## Exercise brief
Could you write out every line of the items below again, including their requests, but shift each number in the answer polygons' coordinates up by 74?
### Information given
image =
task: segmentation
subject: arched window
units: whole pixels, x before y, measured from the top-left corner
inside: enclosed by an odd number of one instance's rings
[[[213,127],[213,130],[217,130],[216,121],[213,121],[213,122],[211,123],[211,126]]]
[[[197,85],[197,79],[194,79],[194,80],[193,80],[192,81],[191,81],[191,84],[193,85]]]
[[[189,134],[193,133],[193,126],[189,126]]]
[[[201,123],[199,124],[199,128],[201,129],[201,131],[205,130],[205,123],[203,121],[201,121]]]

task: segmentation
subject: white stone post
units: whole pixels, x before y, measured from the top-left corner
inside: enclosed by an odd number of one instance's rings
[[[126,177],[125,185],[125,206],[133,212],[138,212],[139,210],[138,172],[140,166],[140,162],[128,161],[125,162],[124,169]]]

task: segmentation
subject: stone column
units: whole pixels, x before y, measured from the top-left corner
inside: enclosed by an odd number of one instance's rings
######
## Finished task
image =
task: segmentation
subject: arched window
units: whole pixels, x before y, measured from the top-left corner
inside: enclosed by an odd number of one instance's rings
[[[287,201],[287,204],[291,204],[290,195],[287,195],[287,196],[285,197],[285,200]]]
[[[271,159],[271,153],[268,153],[268,154],[267,154],[266,155],[265,155],[265,158],[267,159]]]
[[[263,208],[267,207],[267,200],[263,200]]]
[[[275,197],[273,198],[273,202],[275,203],[275,205],[279,204],[279,197],[277,195],[275,195]]]

task: segmentation
subject: white stone post
units: whole pixels, x before y, measured from the top-left corner
inside: enclosed by an odd number of one instance's rings
[[[200,251],[199,259],[199,280],[207,286],[212,286],[213,284],[212,246],[214,240],[214,236],[202,235],[199,236],[198,243]]]

task: segmentation
subject: stone column
units: whole pixels, x before y, measured from the top-left corner
inside: enclosed by an odd number of one instance's rings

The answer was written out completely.